BEGIN Records supplied

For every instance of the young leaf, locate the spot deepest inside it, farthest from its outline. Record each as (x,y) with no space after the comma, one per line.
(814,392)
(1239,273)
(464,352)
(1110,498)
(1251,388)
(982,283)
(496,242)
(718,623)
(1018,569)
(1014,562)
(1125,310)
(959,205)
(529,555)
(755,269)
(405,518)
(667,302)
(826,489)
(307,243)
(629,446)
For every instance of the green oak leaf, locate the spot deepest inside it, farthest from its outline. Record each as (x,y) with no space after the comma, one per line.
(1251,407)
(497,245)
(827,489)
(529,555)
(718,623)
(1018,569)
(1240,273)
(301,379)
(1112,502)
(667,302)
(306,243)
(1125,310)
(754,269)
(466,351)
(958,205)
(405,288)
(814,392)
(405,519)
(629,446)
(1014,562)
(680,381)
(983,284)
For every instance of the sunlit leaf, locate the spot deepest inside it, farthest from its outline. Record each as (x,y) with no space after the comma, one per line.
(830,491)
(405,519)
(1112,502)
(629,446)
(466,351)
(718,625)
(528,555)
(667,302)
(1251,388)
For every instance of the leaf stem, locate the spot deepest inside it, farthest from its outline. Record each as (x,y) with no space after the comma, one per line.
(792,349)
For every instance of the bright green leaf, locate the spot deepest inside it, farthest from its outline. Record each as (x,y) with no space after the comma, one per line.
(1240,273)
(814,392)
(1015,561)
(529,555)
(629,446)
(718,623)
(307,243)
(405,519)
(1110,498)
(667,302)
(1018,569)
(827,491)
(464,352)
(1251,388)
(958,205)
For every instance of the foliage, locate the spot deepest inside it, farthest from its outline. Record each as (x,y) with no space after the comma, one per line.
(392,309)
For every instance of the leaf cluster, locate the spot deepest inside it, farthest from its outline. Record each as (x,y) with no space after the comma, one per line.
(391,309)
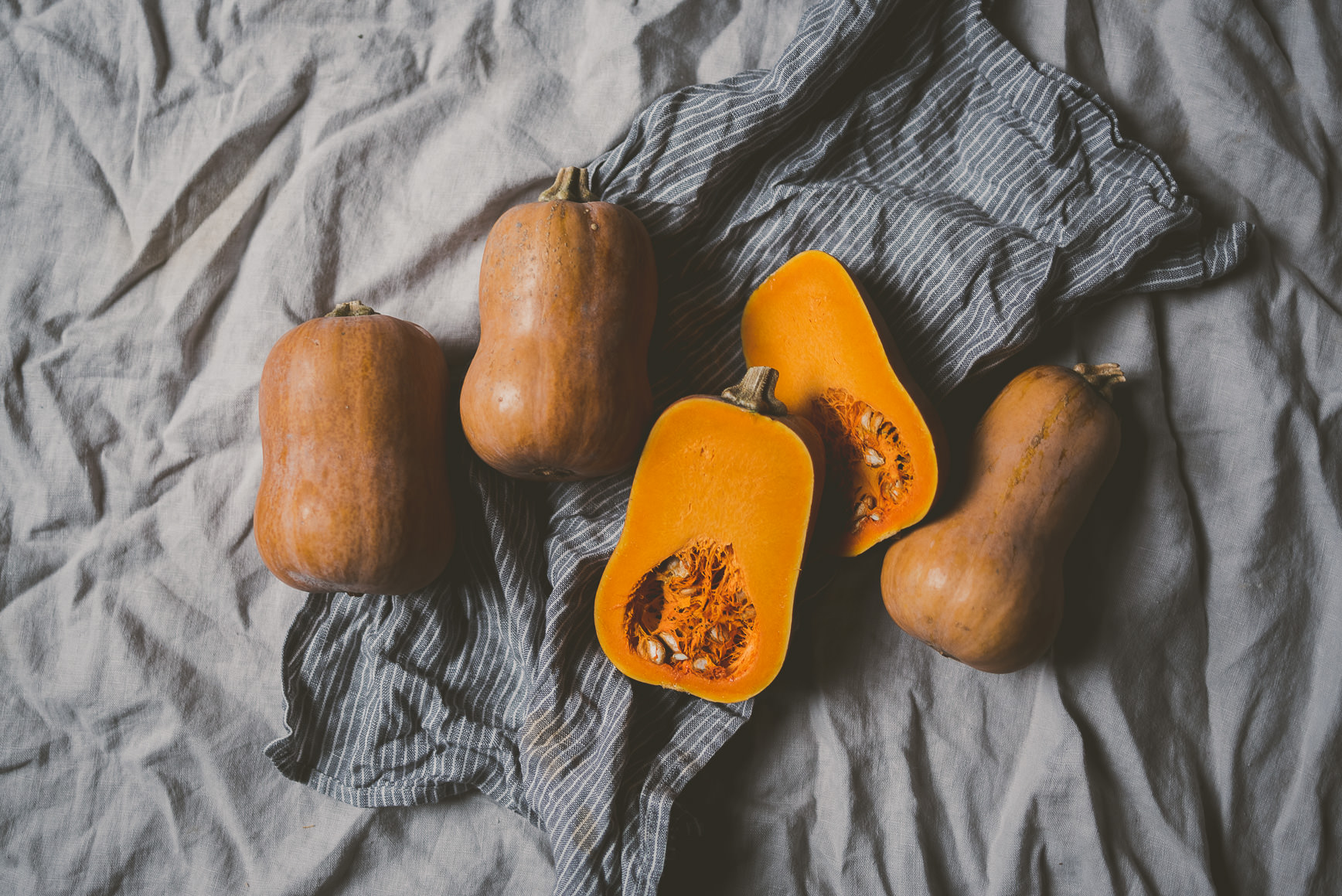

END Records supplied

→ **Work instruction**
Your reply should hold every line above exactly as written and none of the pictures.

→ **Task output**
For every instance of the young leaf, locate the spot deepest inside it, farthest from its outline. Record each as (x,y) with no space after the comma, one per line.
(814,392)
(1239,273)
(464,352)
(1110,498)
(1251,388)
(982,283)
(496,242)
(718,623)
(1018,569)
(1014,562)
(1125,310)
(959,205)
(529,555)
(755,269)
(405,518)
(667,302)
(826,489)
(307,243)
(629,446)
For every instance of the green oak leaf, locate the spot deepest inside it, farthest from its outline. Record each as (x,y) with no space after the comma, one per line.
(1251,407)
(497,245)
(827,489)
(529,555)
(718,623)
(1018,569)
(1240,273)
(301,379)
(1112,502)
(667,302)
(306,243)
(1125,310)
(754,269)
(466,351)
(958,205)
(405,288)
(814,392)
(405,519)
(629,446)
(1014,562)
(680,381)
(983,284)
For every instance of the sunlit leaf, locate the spot deepest inside it, farthest from its outline. Record each as (x,y) with no space after the comma, one per line.
(830,491)
(405,519)
(1112,502)
(629,446)
(466,351)
(718,625)
(528,555)
(667,302)
(1251,388)
For every instance of the leaf stem, locate the spot deepest inside it, farthest from its outline. Record each as (x,y) with no space after the comma, one per line.
(792,349)
For every instance of the bright green leaf, locate the spot deepest inside it, farthest from its outline. Record each as (x,y) with no space after the comma, one per line.
(1240,273)
(814,392)
(1015,561)
(529,555)
(629,446)
(718,623)
(307,243)
(405,519)
(1110,498)
(667,302)
(1018,569)
(827,491)
(464,352)
(1251,388)
(958,205)
For every instance of the foliage, locate the spot deepest inside it, farthest from its outline. Record each as (x,y) with no space after the comma, one per line.
(392,309)
For every instance of the leaf cluster, locate the spot deepest inside it, farthest from its outline. Record each as (x,y) with no space after the comma, one per line.
(391,309)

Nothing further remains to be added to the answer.